>> BEGIN Material

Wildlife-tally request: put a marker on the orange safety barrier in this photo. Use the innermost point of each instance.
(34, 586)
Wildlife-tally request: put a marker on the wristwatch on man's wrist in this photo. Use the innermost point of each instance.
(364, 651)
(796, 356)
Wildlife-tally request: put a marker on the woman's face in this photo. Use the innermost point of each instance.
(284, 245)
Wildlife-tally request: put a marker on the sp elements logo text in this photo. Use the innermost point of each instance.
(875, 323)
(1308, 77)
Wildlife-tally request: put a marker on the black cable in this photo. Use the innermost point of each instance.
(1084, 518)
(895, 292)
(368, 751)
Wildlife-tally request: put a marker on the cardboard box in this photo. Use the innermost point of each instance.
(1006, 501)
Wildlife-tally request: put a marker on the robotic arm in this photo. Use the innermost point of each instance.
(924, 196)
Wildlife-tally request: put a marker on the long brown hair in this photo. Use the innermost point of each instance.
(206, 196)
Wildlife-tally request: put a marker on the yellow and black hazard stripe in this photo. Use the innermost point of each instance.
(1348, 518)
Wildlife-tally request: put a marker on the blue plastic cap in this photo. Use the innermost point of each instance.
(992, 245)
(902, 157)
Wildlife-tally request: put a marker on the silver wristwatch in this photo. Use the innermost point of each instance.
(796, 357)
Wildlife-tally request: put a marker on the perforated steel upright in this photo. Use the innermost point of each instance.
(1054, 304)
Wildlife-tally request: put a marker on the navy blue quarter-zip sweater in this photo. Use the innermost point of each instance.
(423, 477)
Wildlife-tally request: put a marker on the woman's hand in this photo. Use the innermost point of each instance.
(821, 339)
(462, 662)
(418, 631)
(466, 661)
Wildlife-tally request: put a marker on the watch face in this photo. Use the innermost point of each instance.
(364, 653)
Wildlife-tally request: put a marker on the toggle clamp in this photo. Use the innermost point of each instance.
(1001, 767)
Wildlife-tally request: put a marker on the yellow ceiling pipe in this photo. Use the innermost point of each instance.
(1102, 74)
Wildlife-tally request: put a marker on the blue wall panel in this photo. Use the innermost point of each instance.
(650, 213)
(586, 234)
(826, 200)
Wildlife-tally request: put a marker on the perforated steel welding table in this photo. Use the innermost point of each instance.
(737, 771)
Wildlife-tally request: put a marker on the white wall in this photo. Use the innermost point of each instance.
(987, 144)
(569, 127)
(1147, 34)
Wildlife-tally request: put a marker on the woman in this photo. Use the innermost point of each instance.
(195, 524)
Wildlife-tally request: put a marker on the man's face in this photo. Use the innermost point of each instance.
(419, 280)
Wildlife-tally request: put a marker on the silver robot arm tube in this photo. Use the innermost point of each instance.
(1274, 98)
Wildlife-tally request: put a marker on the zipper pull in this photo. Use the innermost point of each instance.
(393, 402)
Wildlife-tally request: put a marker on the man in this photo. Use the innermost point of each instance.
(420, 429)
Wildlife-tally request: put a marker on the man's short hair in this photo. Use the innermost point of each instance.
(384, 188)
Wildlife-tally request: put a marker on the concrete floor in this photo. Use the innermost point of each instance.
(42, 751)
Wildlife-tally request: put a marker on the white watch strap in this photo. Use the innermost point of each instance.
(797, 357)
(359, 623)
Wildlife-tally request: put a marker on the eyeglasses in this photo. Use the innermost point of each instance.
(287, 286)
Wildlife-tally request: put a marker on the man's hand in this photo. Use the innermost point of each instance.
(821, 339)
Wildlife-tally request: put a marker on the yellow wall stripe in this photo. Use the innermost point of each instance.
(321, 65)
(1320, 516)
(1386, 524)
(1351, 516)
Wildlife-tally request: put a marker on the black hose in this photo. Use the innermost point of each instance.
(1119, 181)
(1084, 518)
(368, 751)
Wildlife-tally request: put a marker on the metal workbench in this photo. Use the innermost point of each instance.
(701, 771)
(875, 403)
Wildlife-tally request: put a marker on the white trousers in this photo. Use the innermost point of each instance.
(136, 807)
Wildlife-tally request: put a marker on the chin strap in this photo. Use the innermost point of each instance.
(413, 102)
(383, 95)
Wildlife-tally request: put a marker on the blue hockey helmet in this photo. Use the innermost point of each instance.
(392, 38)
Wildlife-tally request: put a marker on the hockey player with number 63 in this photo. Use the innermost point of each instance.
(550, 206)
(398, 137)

>> END Material

▶ _What needs to be done_: Copy out every entry again, exactly as it was given.

▶ _Answer_:
Wildlife-tally request: put a marker on the orange safety barrier in this photo. Use the innermost point of each instance.
(34, 586)
Wildlife-tally request: put a marker on the wristwatch on man's wrist in this photo. Use the innermost point of each instance.
(364, 651)
(796, 356)
Wildlife-tally request: put a marker on the woman's face in this photo. Use the innermost point of each instance.
(284, 245)
Wildlife-tally request: put a marker on the sp elements logo text in this photo. Use the innermost point of each instance.
(875, 323)
(1308, 77)
Wildlife-tally request: put a marker on the black cable in this photo. Use the innermost point of each instance.
(1084, 518)
(895, 292)
(368, 751)
Wildlife-tally request: put a marker on the cardboard box in this photo. Use the innermost point of each instance.
(1006, 501)
Wildlife-tally request: put a marker on the robotic arm in this photo. Use the innermost point of each instance.
(924, 196)
Wildlife-tally request: put a marker on the long brown hair in this photo. Use the innermost point of each instance.
(206, 196)
Wildlife-tally request: put a marker on the yellow and black hazard stripe in this photo. Use the innermost point of each instance.
(1348, 518)
Wildlife-tally request: put a marker on the blue plastic cap in this photo. Use the innermost point of each instance.
(992, 245)
(902, 157)
Wildlife-tally request: put a marker on the silver wristwatch in this photo. Use the innermost point of each instance.
(796, 357)
Wildlife-tally request: put a marker on the perforated steel upright in this photo. Use the innermost point of each instance.
(1054, 304)
Wildlife-tally request: put a marker on the navy blue quarter-zip sweater in this photo. Use the innermost point of each instance.
(423, 477)
Wildlife-tally request: put a marker on the woman's hand in this photo. Use the innermost point of each instance.
(821, 339)
(462, 662)
(418, 631)
(466, 661)
Wildlife-tally request: put a marker on the watch face in this photo. Use the innermost point of each instance.
(364, 653)
Wildlife-tally request: put a marker on the toggle clamp in this photo. Use the innermost point of each instance.
(1001, 767)
Wildlife-tally request: put a marker on the yellow ceiling pipe in this photo. Use the innermost point of each instance.
(1102, 74)
Wildlife-tally request: put a marker on the blue wall panel in this photo. Use the innermost point of each instance.
(650, 213)
(586, 234)
(826, 200)
Wildlife-tally request: put a marker on the perforated steel welding table in this photo. Use the innermost point of each instance.
(737, 771)
Wildlife-tally request: put a marker on the white wall in this photo. Use the innermost point of each instance.
(987, 144)
(569, 127)
(1147, 34)
Wildlife-tally request: put a marker on the woman in this photo. Use the innermost point of each instance.
(195, 524)
Wildlife-tally request: put a marker on the man's face in this photo. Use the innermost point of each instance.
(419, 280)
Wildlife-tally request: put a marker on the silver robot arm tube in this photo. Use the innermost point of each instance.
(1274, 98)
Wildlife-tally request: put a marker on the zipper pull in this photo. Use the innermost point of each instance.
(393, 402)
Wildlife-tally request: put a marker on the man in this photo. Use the innermost point of each instance.
(420, 429)
Wildlife-tally request: put a marker on the man's short hair in this photo. Use the innermost point of each instance.
(384, 188)
Wildlife-tally request: put a marker on the concrete floor in this photo. Use the innermost point of each instance.
(42, 751)
Wildlife-tally request: put a marker on the white watch strap in this photo. Use the innermost point of each instance.
(797, 357)
(359, 623)
Wildlife-tally request: put a marker on the eyeglasses in this photo. Use the innermost point of each instance.
(287, 286)
Wildlife-tally request: put a marker on the man's hand in this photo. Use the innermost point of each instance.
(821, 339)
Wildlife-tally request: put a marker on the yellow wall stripe in this photo. Use the innermost point of each instance.
(321, 65)
(1320, 516)
(1386, 524)
(1351, 516)
Wildlife-tally request: put a marker on the black hose in this photo. Use the innermost point of each instance.
(1119, 181)
(1084, 518)
(368, 751)
Wildlife-tally request: put a marker on the metal workbench in this photo. Use the innermost point of each instance.
(701, 771)
(875, 403)
Wildlife-tally request: put a marker on the white trousers in this photo. Use the innermost point of each instance.
(136, 807)
Wildlife-tally request: put a marker on the chin strap in this photo. Use the innermost point of each instance.
(413, 102)
(383, 95)
Wildlife-tally request: put a marker on the blue hockey helmet in this photo. Use the innermost point of each instance.
(392, 38)
Wildlife-tally request: put a marker on the hockey player with number 63 in this photo. Use the innermost point of each instance.
(550, 206)
(398, 137)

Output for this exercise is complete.